● **Article**:

The bad credit loan industry is set to expand as more consumers struggle to make repayments on their borrowing, research has indicated.
In a study conducted by Datamonitor, the sub-prime mortgage market increased by 28 per cent to £24.6 billion over the course of last year. Meanwhile, the sector is estimated to be worth some £31.5 billion by 2011 as it grows at an annual rate of about five per cent. According to the market analyst firm, the bad credit industry is set to grow twice as fast as its mainstream mortgage counterpart as a result of Britain’s increasing debt problems and a “difficult” economic environment.
Author of the Datamonitor report Maya Imberg said: “More consumers are unable to cope with meeting their financial commitments. High levels of consumer debt coupled with more difficult economic conditions will drive the sub-prime mortgage market forward over the next five years. With more defaulting or meeting payments late, more consumers will fall into the sub-prime population. ”
She added that recent economic growth, low interest rates and property price rises have made consumers more willing to borrow and spend money. However, Ms Imberg pointed out that the sub-prime mortgage sector is set to see a slow down in growth.
Meanwhile, lenders were warned that their sector could be at risk from borrowers defaulting on their bad credit payments. According to Datamonitor, higher levels of indebtedness and rising interest rates provide a danger for credit suppliers as they offer consumers loans at higher multiples of their annual income and become “more comfortable” with assessing how borrowers will be able to make repayments.
“Despite the argument that they have sophisticated underwriting models in place, UK sub-prime lenders should take the US sub-prime mortgage crisis as a warning and ensure they are not over-exposing themselves to highly-risky loans, ” the author claimed. Consequently, the company claimed that it was “essential” in the current financial climate that credit providers do not allow Britons to borrow more money than they can afford to pay back.

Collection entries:

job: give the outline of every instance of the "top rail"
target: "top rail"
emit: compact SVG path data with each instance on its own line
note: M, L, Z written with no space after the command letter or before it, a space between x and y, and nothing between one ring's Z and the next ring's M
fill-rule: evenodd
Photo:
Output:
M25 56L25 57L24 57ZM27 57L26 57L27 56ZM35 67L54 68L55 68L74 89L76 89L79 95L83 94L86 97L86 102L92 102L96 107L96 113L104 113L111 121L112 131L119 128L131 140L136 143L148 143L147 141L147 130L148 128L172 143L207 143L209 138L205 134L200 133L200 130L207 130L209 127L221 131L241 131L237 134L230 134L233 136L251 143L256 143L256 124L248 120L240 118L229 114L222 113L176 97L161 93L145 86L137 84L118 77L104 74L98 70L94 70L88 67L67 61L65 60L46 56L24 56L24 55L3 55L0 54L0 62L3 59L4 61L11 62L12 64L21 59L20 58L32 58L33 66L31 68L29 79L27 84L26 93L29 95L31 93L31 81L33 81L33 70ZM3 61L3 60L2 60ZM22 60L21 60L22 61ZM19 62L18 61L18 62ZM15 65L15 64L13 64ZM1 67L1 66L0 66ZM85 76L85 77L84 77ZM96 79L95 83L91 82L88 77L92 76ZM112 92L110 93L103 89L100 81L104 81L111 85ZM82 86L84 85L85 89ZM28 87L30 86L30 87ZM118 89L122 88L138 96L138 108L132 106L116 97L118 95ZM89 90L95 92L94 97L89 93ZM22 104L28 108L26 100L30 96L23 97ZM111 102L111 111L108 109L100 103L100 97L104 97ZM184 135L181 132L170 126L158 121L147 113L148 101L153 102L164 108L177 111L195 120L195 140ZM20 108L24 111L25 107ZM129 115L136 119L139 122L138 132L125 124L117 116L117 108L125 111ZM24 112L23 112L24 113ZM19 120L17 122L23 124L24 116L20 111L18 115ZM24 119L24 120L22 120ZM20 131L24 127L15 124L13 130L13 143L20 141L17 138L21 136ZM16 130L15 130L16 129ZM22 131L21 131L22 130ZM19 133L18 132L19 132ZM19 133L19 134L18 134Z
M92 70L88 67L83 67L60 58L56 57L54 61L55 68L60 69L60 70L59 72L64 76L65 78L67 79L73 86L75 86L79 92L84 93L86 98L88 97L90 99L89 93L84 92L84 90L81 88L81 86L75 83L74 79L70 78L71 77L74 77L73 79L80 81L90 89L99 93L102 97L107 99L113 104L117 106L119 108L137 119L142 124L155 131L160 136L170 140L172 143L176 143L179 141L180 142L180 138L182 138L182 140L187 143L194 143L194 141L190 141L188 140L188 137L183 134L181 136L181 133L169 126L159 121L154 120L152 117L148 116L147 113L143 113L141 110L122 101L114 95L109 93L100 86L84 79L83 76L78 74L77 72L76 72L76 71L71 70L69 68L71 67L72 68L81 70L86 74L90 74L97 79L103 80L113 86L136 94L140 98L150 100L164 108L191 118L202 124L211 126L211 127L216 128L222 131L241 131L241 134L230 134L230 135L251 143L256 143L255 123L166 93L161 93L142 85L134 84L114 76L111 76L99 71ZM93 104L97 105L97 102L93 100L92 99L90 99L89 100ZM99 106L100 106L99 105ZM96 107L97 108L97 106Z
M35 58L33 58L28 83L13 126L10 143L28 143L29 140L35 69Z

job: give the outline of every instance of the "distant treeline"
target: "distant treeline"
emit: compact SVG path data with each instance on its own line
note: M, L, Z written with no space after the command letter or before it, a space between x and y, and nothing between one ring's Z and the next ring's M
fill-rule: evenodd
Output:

● **Exercise aim**:
How might the article on Britain's sub-prime mortgage market continue? Supply its next part, starting after its final sentence.

● **The answer**:
Earlier this month, research carried out by the Financial Services Authority (FSA) indicated that a number of bad credit lenders offer “poor practice” to their customers. According to the FSA, findings about half of respondents investigated were unable to prove if their loan products were actually suitable for borrowers. The study also revealed that about one in three companies failed to judge borrowers sufficiently in terms of their ability to make repayments.
Meanwhile, the majority of lenders were said to not be checking information applicants provide them with such as salary details as they fail to put the polices they created into place. However, the authority warned those borrowers who lie that their income is actually higher than it is in reality are committing a criminal offence. Consumers were also advised by the FSA to make sure that they are fully aware of the terms of borrowing and any subsequent risks and charges when applying for a sub-prime mortgage.
According to financial charity Credit Action, some 330 Britons are declared insolvent or bankrupt every day as they struggle to make loan repayments.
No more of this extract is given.